▶ Short task a
Return the rows below exactly as they appear, starting at the first row and ending at the line that contains "left=375, top=382, right=400, bottom=454".

Business Law: What Is A Shareholder Derivative Action In Florida
A shareholder derivative action is an important legal mechanism by which a shareholder may hold the corporate officers or directors of a corporation to account. Shareholder derivative actions form part of a complex area of business law and, to be successful, require several legal and procedural requirements to be met. In this article, we unpack the nature and purpose of a shareholder derivative action, the requirements for standing, and the key stages of shareholder derivative action proceedings.
In law, an ‘action’ refers to a legal cause of action, that is, a legal claim that allows a party to approach the court to seek judicial relief. A shareholder derivative action is an action brought by a shareholder (or group of shareholders) on behalf of the corporation in which they own shares, to protect the interests of that corporation. That is, the legal proceedings are brought not in the personal capacity of the shareholder but rather in the name of the corporation.
Usually, a shareholder derivative action is brought against the corporate officers or directors of the corporation. However, it may also be brought against a third party that has committed a legal wrong against the corporation, in circumstances where the directors of the corporation have failed to bring an action against that third party.
Shareholder derivative actions are typically brought in circumstances where the corporate officers, directors, or a majority group of shareholders are harming the corporation’s interests. For example, a shareholder derivative action may be appropriate where the directors of the corporation are embezzling its funds, have been self-dealing, breaching their fiduciary duties, falsifying accounting records, or engaging in some other kind of misconduct or negligence that is causing the company harm (usually in the form of financial loss).
Obviously, in these kinds of circumstances, the corporation is unable to protect itself – for in the ordinary course, it is the directors of the corporation who take legal action to vindicate its rights. But if the directors are the ones engaging in misconduct and causing the company harm, they are highly unlikely to bring an action against themselves. As such, Florida business law makes special provision for concerned shareholders of the corporation to bring a suit against the directors or third party causing it harm. The goal of the action is to bring relief to the corporation rather than the individual shareholder: if the claim is successful, the corporation will be able to recover the damages suffered, and the compensation it receives can then be distributed to all shareholders in the form of dividends.
In civil litigation, ‘standing’ refers to a person’s right to file a lawsuit (i.e. bring a case to court). The rules of standing ensure that only people with a real stake or interest in the outcome of a case are permitted to bring court proceedings. In terms of the general principles of business law, shareholders ordinarily have very little power over the management of a company in which they hold stock. The authority to make decisions affecting the company – including the decision to institute litigation – lies with the board of directors. As such, in the ordinary course, only the corporation’s board has legal standing to initiate litigation in the name of the corporation. For a shareholder to demonstrate to the court that it is necessary to depart from the ordinary rules of standing and permit a shareholder derivative action to be brought, four criteria must be established.
To establish standing in a shareholder derivative action, the party bringing the claim must first show that they were a shareholder at the time that the alleged wrong was committed against the corporation. This requirement prevents persons who became shareholders at a later date, and who do not have an interest in the matter, from instituting proceedings.
The second and related requirement is that the party instituting proceedings must remain a shareholder of the corporation at all relevant times during the litigation, that is until the dispute is resolved.
To bring a shareholder derivative action, a plaintiff must show that they fairly and properly represent the interests of all similarly situated shareholders of the corporation. This requirement is in place to prevent shareholders from bringing derivative actions for their own personal gain.

▶ Short task b
In the passage on shareholder derivative actions in Florida, who ordinarily has legal standing to initiate litigation in the name of the corporation?

▶ Source records
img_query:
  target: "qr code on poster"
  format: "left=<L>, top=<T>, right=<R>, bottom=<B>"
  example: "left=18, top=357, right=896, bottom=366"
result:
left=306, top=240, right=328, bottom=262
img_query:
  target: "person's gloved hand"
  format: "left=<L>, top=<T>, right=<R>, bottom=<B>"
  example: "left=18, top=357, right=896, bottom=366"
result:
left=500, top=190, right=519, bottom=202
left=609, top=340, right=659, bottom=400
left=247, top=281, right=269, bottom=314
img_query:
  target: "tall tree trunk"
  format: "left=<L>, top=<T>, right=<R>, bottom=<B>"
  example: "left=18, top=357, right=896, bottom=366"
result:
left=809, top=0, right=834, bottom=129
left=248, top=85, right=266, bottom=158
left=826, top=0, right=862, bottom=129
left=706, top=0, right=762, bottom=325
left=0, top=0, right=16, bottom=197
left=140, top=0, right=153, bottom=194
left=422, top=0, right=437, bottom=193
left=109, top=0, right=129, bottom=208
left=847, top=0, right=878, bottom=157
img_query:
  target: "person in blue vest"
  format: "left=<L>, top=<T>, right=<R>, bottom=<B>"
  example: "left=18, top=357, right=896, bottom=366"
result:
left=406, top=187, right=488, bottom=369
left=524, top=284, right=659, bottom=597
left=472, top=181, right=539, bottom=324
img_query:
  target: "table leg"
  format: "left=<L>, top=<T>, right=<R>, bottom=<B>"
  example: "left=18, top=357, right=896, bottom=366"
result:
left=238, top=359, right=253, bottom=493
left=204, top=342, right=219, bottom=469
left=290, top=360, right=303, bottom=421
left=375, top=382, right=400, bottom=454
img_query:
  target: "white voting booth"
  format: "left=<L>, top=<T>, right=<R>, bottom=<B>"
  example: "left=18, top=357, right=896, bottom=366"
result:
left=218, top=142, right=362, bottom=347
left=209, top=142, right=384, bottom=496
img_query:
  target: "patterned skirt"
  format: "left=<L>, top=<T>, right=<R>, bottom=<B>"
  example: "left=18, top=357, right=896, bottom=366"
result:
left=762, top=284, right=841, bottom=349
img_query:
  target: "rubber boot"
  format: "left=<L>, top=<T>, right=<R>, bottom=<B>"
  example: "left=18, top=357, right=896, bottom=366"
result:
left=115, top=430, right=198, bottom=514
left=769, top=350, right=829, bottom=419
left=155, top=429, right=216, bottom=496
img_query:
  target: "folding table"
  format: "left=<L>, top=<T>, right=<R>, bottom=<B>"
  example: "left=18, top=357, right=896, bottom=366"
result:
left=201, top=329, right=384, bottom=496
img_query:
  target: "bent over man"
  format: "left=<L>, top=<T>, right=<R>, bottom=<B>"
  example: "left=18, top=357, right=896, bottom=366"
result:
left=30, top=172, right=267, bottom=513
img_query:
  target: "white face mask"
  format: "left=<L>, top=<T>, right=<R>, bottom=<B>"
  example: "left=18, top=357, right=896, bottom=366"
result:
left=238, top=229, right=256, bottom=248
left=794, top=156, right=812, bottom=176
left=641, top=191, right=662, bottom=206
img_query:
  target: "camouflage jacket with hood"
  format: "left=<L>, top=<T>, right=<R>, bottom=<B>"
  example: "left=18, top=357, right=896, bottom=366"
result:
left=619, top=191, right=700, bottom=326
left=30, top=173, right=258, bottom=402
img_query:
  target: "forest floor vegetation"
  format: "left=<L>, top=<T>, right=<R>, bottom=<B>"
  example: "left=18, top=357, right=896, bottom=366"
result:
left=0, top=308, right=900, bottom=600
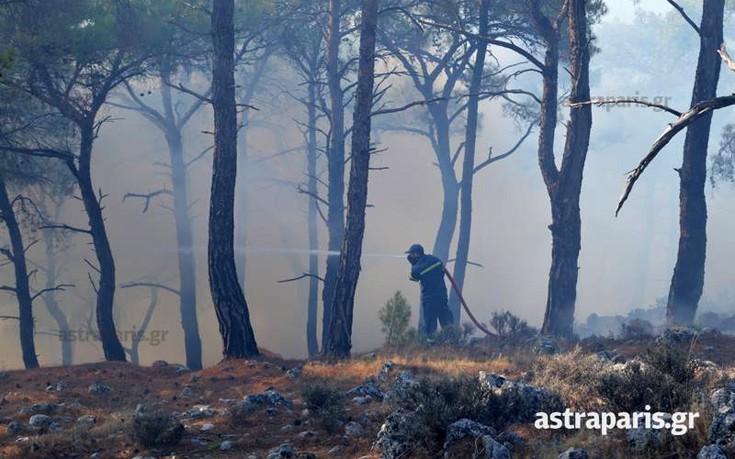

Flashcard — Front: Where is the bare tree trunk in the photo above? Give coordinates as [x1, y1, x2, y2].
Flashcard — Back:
[666, 0, 725, 325]
[306, 75, 319, 357]
[42, 200, 74, 366]
[449, 0, 490, 325]
[0, 177, 38, 368]
[78, 126, 125, 362]
[429, 106, 459, 268]
[235, 110, 250, 291]
[325, 0, 378, 358]
[165, 120, 202, 370]
[208, 0, 258, 358]
[322, 0, 345, 350]
[539, 0, 592, 338]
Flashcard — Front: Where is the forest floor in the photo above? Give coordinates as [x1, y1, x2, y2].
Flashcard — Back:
[0, 334, 735, 458]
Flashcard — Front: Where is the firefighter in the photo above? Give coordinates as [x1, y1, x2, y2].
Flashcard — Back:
[406, 244, 453, 336]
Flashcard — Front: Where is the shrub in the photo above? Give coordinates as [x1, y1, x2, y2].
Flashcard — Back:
[378, 291, 411, 345]
[599, 344, 700, 412]
[301, 379, 346, 432]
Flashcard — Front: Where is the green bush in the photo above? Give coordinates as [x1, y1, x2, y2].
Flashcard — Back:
[378, 291, 411, 345]
[301, 379, 346, 432]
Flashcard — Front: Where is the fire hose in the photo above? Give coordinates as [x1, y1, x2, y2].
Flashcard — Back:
[444, 268, 498, 338]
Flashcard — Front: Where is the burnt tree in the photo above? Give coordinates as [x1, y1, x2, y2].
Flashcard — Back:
[324, 0, 378, 358]
[666, 0, 725, 325]
[207, 0, 258, 358]
[533, 0, 592, 338]
[0, 178, 38, 368]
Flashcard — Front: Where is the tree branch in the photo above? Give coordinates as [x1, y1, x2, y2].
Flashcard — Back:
[569, 97, 681, 116]
[615, 95, 735, 216]
[276, 273, 324, 284]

▶ Exercise result a
img_query:
  target: "qr code on poster"
  format: "left=<L>, top=<T>, right=<R>, bottom=<B>"
  example: "left=18, top=357, right=896, bottom=366"
result:
left=306, top=240, right=328, bottom=262
img_query:
  target: "person's gloved hand"
  format: "left=<L>, top=<T>, right=<R>, bottom=<B>"
  example: "left=18, top=357, right=896, bottom=366"
result:
left=500, top=190, right=519, bottom=202
left=609, top=340, right=659, bottom=400
left=247, top=281, right=269, bottom=314
img_query:
  target: "tall tree trunk"
  format: "left=<L>, top=<T>, right=<R>, bottom=<B>"
  example: "left=18, top=357, right=896, bottom=366"
result:
left=809, top=0, right=834, bottom=129
left=248, top=85, right=266, bottom=158
left=826, top=0, right=862, bottom=129
left=706, top=0, right=762, bottom=325
left=0, top=0, right=16, bottom=197
left=140, top=0, right=153, bottom=194
left=422, top=0, right=437, bottom=193
left=109, top=0, right=129, bottom=208
left=847, top=0, right=878, bottom=157
img_query:
  target: "person in blue vest"
  format: "left=<L>, top=<T>, right=<R>, bottom=<B>"
  example: "left=18, top=357, right=896, bottom=366"
result:
left=406, top=187, right=488, bottom=369
left=524, top=284, right=659, bottom=597
left=472, top=181, right=539, bottom=324
img_query:
  target: "table leg"
  format: "left=<L>, top=<T>, right=<R>, bottom=<B>"
  example: "left=18, top=357, right=896, bottom=366"
result:
left=238, top=359, right=253, bottom=493
left=204, top=342, right=219, bottom=469
left=290, top=360, right=303, bottom=421
left=375, top=382, right=400, bottom=454

▶ Exercise result b
Only the corporation's board of directors.